> [SOURCE PASSAGE]
▼
Operating Hillier Creek Estates costs more than $450,000 a year, with $200,000 going towards labour costs, he says. The rest is reflective of fuel prices, chemicals, netting and general maintenance.

“So what we’ve done this year is we’ve added a patio and a wood-fire pizza oven,” says Stewart. “And we’re in the process of being an estate winery.”

To be an estate, there’s no shortage of municipal red tape. The road has to be a minimum of 20 feet wide, says Stewart. On-site washrooms and regular health inspections are also part of the deal.

Stewart says the move is worth it. Becoming an estate allows Hillier Creek to have banquets, bands and other festivities not permitted with boutique wineries.

If there’s a winery in the county that has mastered how to market its wine, it’s Huff Estates – the Cadillac of local wineries.

General Manager Jason Sharpe doesn’t hide the winery’s objective. It’s about money.

Since wine production doesn’t necessarily pay for itself, Sharpe says Huff’s has created a “destination within a destination” when it opened its doors in 2004 and expanded in 2006 with an inn.

Guests sample wine at Huff Estates.

 

“There was a lack of fine accommodation in the county,” says Sharpe. “Lack of accommodation as a whole.”

Huff’s presents guests with an upscale experience. In 2009, it partnered with Oeno Gallery to offer guests fine art. Last June, Huff’s expanded its art appeal by creating a mile-long sculpture garden with pieces by 40 Canadian artists. It also partnered with Kingston Heli-Tours, giving guests an aerial experience.

Without tourism, the county wouldn’t be able to sustain itself, says Rode.

“The County really needs tourism,” he says. “It had an agricultural economy. And it still has. That’s never going to go away because there’s a lot of room here. That’s what agriculture needs; it needs room, land. But the agricultural economy isn’t supporting everyone who wants to live in the economy. And some people aren’t making a living. You need business for that.”

Business is where the wineries step in, focused on creating a quality product. Adding more than wine to the menu doesn’t mean wine sales in PEC are low.

A study conducted by the Economic Planning Group in PEC reported in 2010 there were $8.5 million in wine sales. That’s about 54,000 cases of wine. A small startup winery may not generate a lot of wine revenue, but the industry as a whole is bringing in money and tourists to the county.

“There’s about 500,000 [tourists] that come into the county,” says Stewart. “For the wineries, there’s about 150,000 visitors.”

Most visitors are coming from Toronto, Ottawa and Quebec.

County wineries are in a position where they depend on outsiders to bring business, says Rode.

“If we were in downtown Toronto on Yonge St. we wouldn’t care too much about tourism, because there’s already so many people there,” says Rode. “But we’re in a place where people have to come from somewhere else.”
▲
> [PROVIDED RECORDS]
▼
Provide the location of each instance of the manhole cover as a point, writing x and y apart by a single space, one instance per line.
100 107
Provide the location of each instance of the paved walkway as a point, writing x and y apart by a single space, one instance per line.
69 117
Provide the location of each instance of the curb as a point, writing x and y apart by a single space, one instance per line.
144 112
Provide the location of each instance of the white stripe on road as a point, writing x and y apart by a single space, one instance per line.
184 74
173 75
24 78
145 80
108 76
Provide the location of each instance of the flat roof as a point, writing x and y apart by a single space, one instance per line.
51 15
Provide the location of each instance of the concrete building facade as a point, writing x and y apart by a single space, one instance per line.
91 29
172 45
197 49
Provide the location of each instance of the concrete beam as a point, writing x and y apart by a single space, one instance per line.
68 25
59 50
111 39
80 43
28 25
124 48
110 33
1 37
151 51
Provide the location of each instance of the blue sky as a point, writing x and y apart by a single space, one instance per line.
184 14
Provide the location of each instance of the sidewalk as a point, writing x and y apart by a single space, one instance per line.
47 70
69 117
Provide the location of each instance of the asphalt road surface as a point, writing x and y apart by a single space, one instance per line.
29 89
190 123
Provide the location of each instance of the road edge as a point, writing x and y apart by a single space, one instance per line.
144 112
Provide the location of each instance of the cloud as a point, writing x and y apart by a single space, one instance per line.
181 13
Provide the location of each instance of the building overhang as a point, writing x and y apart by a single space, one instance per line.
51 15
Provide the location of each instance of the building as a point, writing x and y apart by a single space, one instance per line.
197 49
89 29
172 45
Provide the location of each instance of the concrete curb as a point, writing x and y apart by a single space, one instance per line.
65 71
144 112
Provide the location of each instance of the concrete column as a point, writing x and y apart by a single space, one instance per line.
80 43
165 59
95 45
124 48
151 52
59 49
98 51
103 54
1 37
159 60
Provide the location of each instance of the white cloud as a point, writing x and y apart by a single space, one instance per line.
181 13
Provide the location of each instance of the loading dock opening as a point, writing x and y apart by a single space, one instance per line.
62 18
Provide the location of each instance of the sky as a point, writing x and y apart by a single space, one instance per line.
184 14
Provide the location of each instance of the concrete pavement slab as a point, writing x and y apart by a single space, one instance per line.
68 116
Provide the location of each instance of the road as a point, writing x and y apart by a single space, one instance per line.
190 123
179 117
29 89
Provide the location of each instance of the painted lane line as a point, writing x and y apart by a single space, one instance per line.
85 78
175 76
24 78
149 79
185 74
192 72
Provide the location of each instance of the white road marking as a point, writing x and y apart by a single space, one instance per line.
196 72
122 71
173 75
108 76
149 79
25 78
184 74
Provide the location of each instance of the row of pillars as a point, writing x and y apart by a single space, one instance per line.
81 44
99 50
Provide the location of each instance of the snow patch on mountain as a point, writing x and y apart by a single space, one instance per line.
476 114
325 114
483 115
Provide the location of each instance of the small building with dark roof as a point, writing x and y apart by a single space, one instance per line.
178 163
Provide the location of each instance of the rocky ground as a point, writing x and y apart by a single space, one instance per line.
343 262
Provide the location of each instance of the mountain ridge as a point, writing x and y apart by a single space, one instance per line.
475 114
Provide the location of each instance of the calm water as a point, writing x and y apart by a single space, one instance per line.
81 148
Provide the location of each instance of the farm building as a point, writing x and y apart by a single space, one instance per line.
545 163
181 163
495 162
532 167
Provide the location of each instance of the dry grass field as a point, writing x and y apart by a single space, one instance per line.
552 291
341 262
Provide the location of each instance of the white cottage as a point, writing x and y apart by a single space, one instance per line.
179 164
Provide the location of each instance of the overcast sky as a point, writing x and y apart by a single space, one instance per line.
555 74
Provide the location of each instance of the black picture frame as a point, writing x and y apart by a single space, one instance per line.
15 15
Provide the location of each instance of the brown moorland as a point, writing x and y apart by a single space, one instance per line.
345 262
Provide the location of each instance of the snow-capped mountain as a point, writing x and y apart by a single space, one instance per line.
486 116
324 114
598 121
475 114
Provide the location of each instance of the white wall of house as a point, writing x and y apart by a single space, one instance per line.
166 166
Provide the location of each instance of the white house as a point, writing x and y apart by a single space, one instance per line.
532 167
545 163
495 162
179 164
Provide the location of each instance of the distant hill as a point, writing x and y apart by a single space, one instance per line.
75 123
▲
> [REQUIREMENTS] Return the passage of the winery article above from "Guests sample wine" to "itself, says Rode.", copied word for word.

> [CORRECT RESULT]
Guests sample wine at Huff Estates.

 

“There was a lack of fine accommodation in the county,” says Sharpe. “Lack of accommodation as a whole.”

Huff’s presents guests with an upscale experience. In 2009, it partnered with Oeno Gallery to offer guests fine art. Last June, Huff’s expanded its art appeal by creating a mile-long sculpture garden with pieces by 40 Canadian artists. It also partnered with Kingston Heli-Tours, giving guests an aerial experience.

Without tourism, the county wouldn’t be able to sustain itself, says Rode.